ИСХОДНЫЙ ТЕКСТ:
☆ ☆ ☆ ☆ ☆
Картина послевоенной жизни на Плющихе (думаю, не только там, а и по всей Москве, а как бы и не по стране) будет неполной, если не вспомнить распивочные, пивнушки и пивнухи с гнездившимися возле них сообществами обычных пьянюжек, лавунь и латрыг (принятые тогда степени впадения в пьянство) с обладателями высших военных наград - культей и протезов. Ближайшее к нам такое гнездовье имелось в виде "пивнушки" на углу Плющихи и Ружейного переулка. Палатка была встроена в забор, ограждавший дровяной склад - редкостное по удобству соседство для работников этого заведения. Под ногами пьющих в пыли и мусоре крутились окрестные собаки, ожидающие подачек в виде оброненных корок или колбасных обрезков. Там же была позиция инвалидов без обеих ног. Для передвижения эти несчастные пользовались тогда маленькими деревянными платформами с четырьмя подшипниками по углам; к доскам платформы привязывали ремнями безногое тело. Отталкиваясь деревянными же низкорослыми костыльками от земли, прикрепленные к платформе укороченные тела умудрялись довольно ловко и споро передвигаться по улицам, пробираясь даже в такие оживленные места, как предмет настоящего описания - водочные палатки. В толпе посетителей полностью безногие оказывались в лучшем случае где-то на уровне поясов полноценных граждан. К безногим гостям нетрезвый социум посетителей распивочных проявлял особое уважение - бутерброд с рюмкой передавался им неукоснительно.
Чага была маленькой и загадочной, а Натуся просто красавицей. Лиля - мать моего друга Андрея - всегда привлекала активной женственностью, кипучим жизнелюбием; она излучала некий женский магнетизм, которому поддаешься, хочешь того или не хочешь.
☆ ☆ ☆ ☆ ☆
СОХРАНЁННЫЕ ЗАПИСИ:
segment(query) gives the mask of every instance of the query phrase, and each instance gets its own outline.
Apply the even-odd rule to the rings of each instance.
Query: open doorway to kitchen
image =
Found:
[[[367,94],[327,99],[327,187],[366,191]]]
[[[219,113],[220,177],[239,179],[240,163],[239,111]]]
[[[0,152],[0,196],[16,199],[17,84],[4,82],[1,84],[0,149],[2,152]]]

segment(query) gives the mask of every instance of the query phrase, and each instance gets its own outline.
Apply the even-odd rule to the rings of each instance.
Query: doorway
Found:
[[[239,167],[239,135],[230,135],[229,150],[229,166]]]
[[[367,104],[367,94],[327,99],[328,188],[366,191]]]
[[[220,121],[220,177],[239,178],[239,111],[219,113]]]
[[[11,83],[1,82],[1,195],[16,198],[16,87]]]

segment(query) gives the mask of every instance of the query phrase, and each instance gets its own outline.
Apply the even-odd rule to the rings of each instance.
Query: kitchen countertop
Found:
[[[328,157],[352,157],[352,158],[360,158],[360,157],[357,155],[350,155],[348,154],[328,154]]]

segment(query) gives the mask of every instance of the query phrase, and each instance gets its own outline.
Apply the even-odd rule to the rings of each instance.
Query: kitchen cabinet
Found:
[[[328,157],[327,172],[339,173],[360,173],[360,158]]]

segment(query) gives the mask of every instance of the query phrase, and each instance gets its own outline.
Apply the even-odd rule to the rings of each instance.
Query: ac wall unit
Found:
☆ ☆ ☆ ☆ ☆
СУТЬ ЗАДАНИЯ: Скопируйте без изменений часть исходного текста: начните со слов «Чага была маленькой» и остановитесь после слов «или не хочешь.». Записи представляют собой отдельный материал и к исходному тексту не относятся.

РЕШЕНИЕ:
Чага была маленькой и загадочной, а Натуся просто красавицей. Лиля - мать моего друга Андрея - всегда привлекала активной женственностью, кипучим жизнелюбием; она излучала некий женский магнетизм, которому поддаешься, хочешь того или не хочешь.